▶ _EXERCISE PASSAGE_
Integration with the Oracle environment—you can set up the Internet Directory to serve as a single point of integration between an Oracle environment and other directories, including NOS directories, application-specific user repositories, and third-party enterprise directories.

There are two other options for managing LDAP in the Oracle ecosystem: Oracle Unified Directory (OUD) and Oracle Directory Server Enterprise Edition (ODSEE). This article will focus on LDAP capabilities in Oracle Internet Directory.

Oracle Internet Directory Architecture

Oracle Internet Directory nodes consist of one or multiple directory server instances connected to a single directory store. The catalog repository is an Oracle database.

Each Oracle Internet Directory node contains these key elements:

Oracle Directory Server instance—also known as a directory server instance or LDAP server instance. It handles directory requests via a single Oracle Internet Directory Scheduler process that listens on a particular TCP/IP port. You can have multiple Directory Server instances on one node listening on multiple ports.

Oracle Directory Replication Server—also known as a replica server. It tracks changes and sends them to replica servers in other Oracle Internet Directory systems. A node can have only one replica server, and its use is optional.

▶ _Source data_
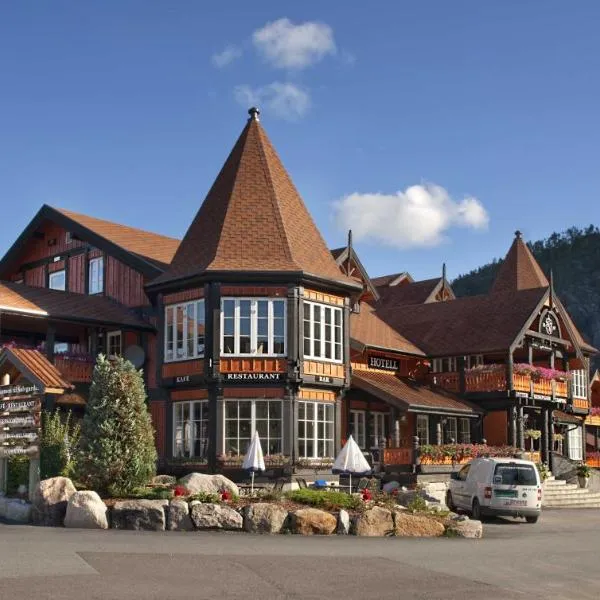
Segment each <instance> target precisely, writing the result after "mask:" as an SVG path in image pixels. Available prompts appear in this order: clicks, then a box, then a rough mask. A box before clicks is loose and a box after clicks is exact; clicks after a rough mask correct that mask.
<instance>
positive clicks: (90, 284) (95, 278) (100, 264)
mask: <svg viewBox="0 0 600 600" xmlns="http://www.w3.org/2000/svg"><path fill="white" fill-rule="evenodd" d="M88 267H89V268H88V291H89V293H90V294H101V293H102V291H103V290H104V258H103V257H102V256H99V257H97V258H92V259H90V261H89V264H88Z"/></svg>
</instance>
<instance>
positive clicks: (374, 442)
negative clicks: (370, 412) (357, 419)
mask: <svg viewBox="0 0 600 600" xmlns="http://www.w3.org/2000/svg"><path fill="white" fill-rule="evenodd" d="M386 420H387V414H386V413H381V412H371V413H369V448H379V445H380V444H381V442H382V441H385V439H386V427H385V423H386Z"/></svg>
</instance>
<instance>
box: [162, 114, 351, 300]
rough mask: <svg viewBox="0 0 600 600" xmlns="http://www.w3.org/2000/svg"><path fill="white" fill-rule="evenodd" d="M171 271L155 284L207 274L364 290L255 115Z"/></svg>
mask: <svg viewBox="0 0 600 600" xmlns="http://www.w3.org/2000/svg"><path fill="white" fill-rule="evenodd" d="M250 113H251V117H250V119H249V120H248V123H247V125H246V126H245V127H244V130H243V131H242V133H241V135H240V137H239V139H238V140H237V142H236V144H235V146H234V147H233V150H232V151H231V154H230V155H229V157H228V158H227V160H226V161H225V164H224V165H223V168H222V169H221V171H220V173H219V175H218V176H217V178H216V180H215V182H214V183H213V186H212V187H211V189H210V191H209V192H208V195H207V196H206V198H205V200H204V202H203V203H202V206H201V207H200V210H199V211H198V213H197V214H196V217H195V218H194V220H193V222H192V224H191V226H190V228H189V229H188V231H187V233H186V234H185V237H184V238H183V241H182V242H181V245H180V246H179V249H178V250H177V253H176V254H175V257H174V259H173V262H172V263H171V266H170V268H169V269H168V270H167V271H166V272H165V273H164V274H162V275H160V276H159V277H157V278H156V279H155V280H154V281H153V283H152V285H156V284H163V283H166V282H171V281H175V280H180V279H184V278H189V277H194V276H197V275H201V274H204V273H210V272H223V271H236V272H254V273H260V272H265V271H266V272H291V273H297V274H299V275H300V274H304V275H312V276H314V277H317V278H319V279H325V280H329V281H335V282H340V283H343V284H346V285H348V286H351V287H352V288H355V289H356V288H357V287H359V286H358V285H357V283H356V282H354V281H353V280H352V279H350V278H349V277H347V276H345V275H344V274H343V273H341V272H340V270H339V268H338V266H337V265H336V263H335V260H334V259H333V257H332V256H331V254H330V252H329V250H328V248H327V246H326V244H325V241H324V240H323V238H322V237H321V234H320V233H319V230H318V229H317V227H316V225H315V223H314V221H313V220H312V218H311V216H310V214H309V213H308V210H307V209H306V206H305V205H304V202H303V201H302V199H301V197H300V195H299V193H298V191H297V190H296V188H295V187H294V184H293V183H292V180H291V179H290V177H289V175H288V173H287V172H286V170H285V168H284V166H283V164H282V162H281V160H280V159H279V156H278V155H277V152H276V151H275V149H274V148H273V146H272V144H271V142H270V141H269V138H268V137H267V135H266V133H265V131H264V129H263V128H262V126H261V125H260V123H259V121H258V111H256V110H255V109H251V111H250Z"/></svg>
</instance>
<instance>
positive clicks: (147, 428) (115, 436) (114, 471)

▶ _THINGS TO DO_
1. Answer these questions using the passage on Oracle Internet Directory.
(a) Besides Oracle Internet Directory, which two options for managing LDAP in the Oracle ecosystem does the passage name?
(b) What serves as the catalog repository?
(c) How many replica servers can a single node have?
2. Continue the passage on Oracle Internet Directory from where it stops.

▶ _EXERCISE ANSWERS_
1.
(a) Oracle Unified Directory (OUD) and Oracle Directory Server Enterprise Edition (ODSEE).
(b) An Oracle database.
(c) Only one, and its use is optional.

2.
Oracle Database Server—stores directory data. A single node can hold the database and the Directory Server instances.

OID Monitor (OIDMON)—starts, monitors, and terminates replication server and LDAP processes.

OID Control Utility (OIDCTL)—communicates with the OID monitor by writing message data to a table on the Oracle Internet Directory server.

Here is how these components communicate with each other:

  • Oracle Net Services (Oracle’s connectivity solution) enables connections between the catalog repository, the Oracle Directory Server, and the OIDMON.
  • LDAP enables connections between the directory server and the Oracle Directory Services Manager or the Oracle Directory Replication Server.

Managing Directory Access Control

When a directory operation is attempted during a directory session, the directory server checks if the user has permission to perform the operation – if not, it does not allow the operation. The directory server relies on access control information to protect directory data from unauthorized manipulation by a directory user.

The directory contains metadata called access control information, which captures administrative policies related to access control. This metadata is stored in OID as user-modifiable configuration properties. Each configuration property is called an Access Control Entry (ACI).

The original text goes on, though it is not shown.